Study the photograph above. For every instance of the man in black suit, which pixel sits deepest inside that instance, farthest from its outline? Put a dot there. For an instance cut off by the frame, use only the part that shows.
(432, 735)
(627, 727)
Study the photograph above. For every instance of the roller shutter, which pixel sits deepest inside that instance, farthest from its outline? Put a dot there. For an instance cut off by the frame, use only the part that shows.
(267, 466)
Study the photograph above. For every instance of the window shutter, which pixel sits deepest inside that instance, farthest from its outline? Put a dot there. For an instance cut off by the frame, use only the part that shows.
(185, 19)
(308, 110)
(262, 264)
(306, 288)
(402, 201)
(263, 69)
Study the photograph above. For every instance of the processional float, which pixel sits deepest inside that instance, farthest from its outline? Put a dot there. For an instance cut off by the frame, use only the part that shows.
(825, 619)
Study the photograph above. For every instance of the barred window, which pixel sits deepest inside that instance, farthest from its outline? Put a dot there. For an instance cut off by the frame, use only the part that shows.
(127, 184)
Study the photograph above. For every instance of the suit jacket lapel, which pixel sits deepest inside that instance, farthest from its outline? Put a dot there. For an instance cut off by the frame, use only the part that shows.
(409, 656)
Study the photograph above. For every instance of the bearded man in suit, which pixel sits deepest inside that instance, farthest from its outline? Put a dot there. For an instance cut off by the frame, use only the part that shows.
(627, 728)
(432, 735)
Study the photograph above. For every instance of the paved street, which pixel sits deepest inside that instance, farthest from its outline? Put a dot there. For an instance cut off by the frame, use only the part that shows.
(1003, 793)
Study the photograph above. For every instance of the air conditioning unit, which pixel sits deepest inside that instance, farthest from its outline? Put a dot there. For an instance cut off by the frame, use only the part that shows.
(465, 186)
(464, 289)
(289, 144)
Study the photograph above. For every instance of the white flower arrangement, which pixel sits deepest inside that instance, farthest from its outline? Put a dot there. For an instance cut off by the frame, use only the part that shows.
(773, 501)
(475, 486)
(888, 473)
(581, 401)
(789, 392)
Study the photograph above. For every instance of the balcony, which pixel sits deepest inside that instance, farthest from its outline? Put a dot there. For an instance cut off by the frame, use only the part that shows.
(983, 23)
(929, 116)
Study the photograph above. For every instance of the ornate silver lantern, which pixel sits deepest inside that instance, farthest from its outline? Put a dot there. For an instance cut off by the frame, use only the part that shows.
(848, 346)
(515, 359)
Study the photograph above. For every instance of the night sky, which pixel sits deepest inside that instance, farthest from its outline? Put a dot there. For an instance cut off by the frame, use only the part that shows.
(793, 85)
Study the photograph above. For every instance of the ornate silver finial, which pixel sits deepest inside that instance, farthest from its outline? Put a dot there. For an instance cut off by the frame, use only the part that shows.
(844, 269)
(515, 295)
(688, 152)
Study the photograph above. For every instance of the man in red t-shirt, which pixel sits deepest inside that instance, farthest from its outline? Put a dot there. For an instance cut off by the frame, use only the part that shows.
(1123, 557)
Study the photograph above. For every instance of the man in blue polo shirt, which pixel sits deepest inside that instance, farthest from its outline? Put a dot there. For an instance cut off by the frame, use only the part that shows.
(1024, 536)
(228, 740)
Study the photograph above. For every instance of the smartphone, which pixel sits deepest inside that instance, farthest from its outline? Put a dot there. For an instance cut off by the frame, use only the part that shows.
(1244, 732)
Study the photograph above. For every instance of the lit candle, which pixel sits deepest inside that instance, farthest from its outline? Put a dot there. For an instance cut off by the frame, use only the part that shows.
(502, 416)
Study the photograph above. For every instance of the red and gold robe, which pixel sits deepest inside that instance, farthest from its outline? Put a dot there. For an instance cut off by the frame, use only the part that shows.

## DESCRIPTION OF THE TASK
The entries need to be set down again in full, with no word changed.

## WRITTEN REPLY
Study the photograph above. For every instance of the man in black suit, which pixel sits deepest inside that instance, farthest from its outline? Put a dot there. For an instance cut off by the frame, use only the part that shows.
(432, 735)
(627, 727)
Study the photograph above. For every instance of the roller shutter, which pixel sits deepest inside that instance, farthest from its outline? Put a dot there. For an instance cut off by the frame, use only the part that shows.
(267, 466)
Study the photograph above. For every instance of the window shutter, which pixel sits deepest inside that instance, farthest from its outline? Put a dot there. For an instance cut off by the frame, use only the part that shows.
(185, 19)
(308, 110)
(262, 264)
(306, 288)
(402, 201)
(263, 69)
Study the photograph above. For every instance of the processional float, which pixel sits deepest inside that instance, farthest from its outline? Put a dot there. For an instance cut off by the frame, use only the part that shows.
(825, 619)
Study the photograph above. For every instance of the barred window, which pixel sits deepest inside that instance, farthest from its outline? Put a dot there. For an instance cut off by the frame, use only the part that shows.
(127, 184)
Study the photograph above. For every instance of the suit jacket lapel, which pixel sits deepest inside that instance, farthest from its outline? Put a dot there. For an instance cut off by the frame, use only the part that shows.
(409, 656)
Study the photograph above. For every instance of the bearded man in suit, which pixel sits deepest inside that instance, farthest from its outline? Put a dot there. For an instance cut off by the frame, use only the part that shows.
(627, 728)
(432, 735)
Study the photograph above. For every instance of the paved street, which pixel sits deepest inside that instance, farthest from its outline? Put a dot there. For an instance cut off by the frame, use only the part that shows.
(1003, 793)
Study the photograph above. For every instance of the air conditioning unit, which pixel sits deepest inside that instance, farthest from its outline? Put a dot there. For an instance cut off by the frame, use only the part that shows.
(465, 186)
(464, 289)
(289, 144)
Study the photograph above. For every instance of the white flower arrangement, which pixel sits deepest inside that instance, farthest from its outline? Put a dot there. For an instance cut off by the frame, use only the part that shows.
(773, 501)
(475, 486)
(888, 473)
(581, 401)
(789, 392)
Study the photograph above. For every instance of the balcony, which pixel sits deepest inside that instance, farthest from its outline? Put a dot there. For an instance cut off by the frame, use only the part that shows.
(983, 23)
(929, 116)
Study the photograph above. For every instance of the ornate silver lantern, which pixel sits deepest inside that instance, farthest from its outline? Put a dot there. For an instance cut off by the frame, use only the part that shows.
(848, 346)
(515, 359)
Study the photograph above. For every instance of the night sky, which pixel sits deepest inside that instance, farthest from its outline? Put a dot there. For an instance cut off by the frame, use only the part that shows.
(793, 85)
Study the photograph above. For every instance of the ornate silver finial, which pixel sits deepest inside that instance, farthest from its outline? Put a dot there. For an instance cut off by the frame, use only the part that shows.
(844, 269)
(515, 295)
(688, 152)
Study the photograph above. For every instance of the man in red t-shirt, which pixel sits deepest inside that instance, farthest from its outline? Put a dot there. For an instance cut off by the frame, use only the part that shows.
(1123, 557)
Study the photograph above. For every instance of the man in blue polo shirt, which pixel sits deepest inside that instance, farthest from its outline? Put a dot there. For an instance cut off by the frame, use only the part that shows.
(1024, 536)
(228, 740)
Study the photograph above. For every instance of the smartphone, which pixel sits deepest inside that instance, farthest from its outline? Put a dot there. For an instance cut off by the frame, use only the part that shows.
(1244, 732)
Study the photograph above. For every instance of the lit candle, which pixel sits deepest inside that instance, farthest from its outline? Put a dot there. For an instance cut off by the frame, use only the part that shows.
(502, 416)
Study the photograph above. For every instance of the red and gold robe, which pixel sits deepest inside that instance, farthest from its outline? Put a dot there. For an instance cut off by the frame, use only the part that shows.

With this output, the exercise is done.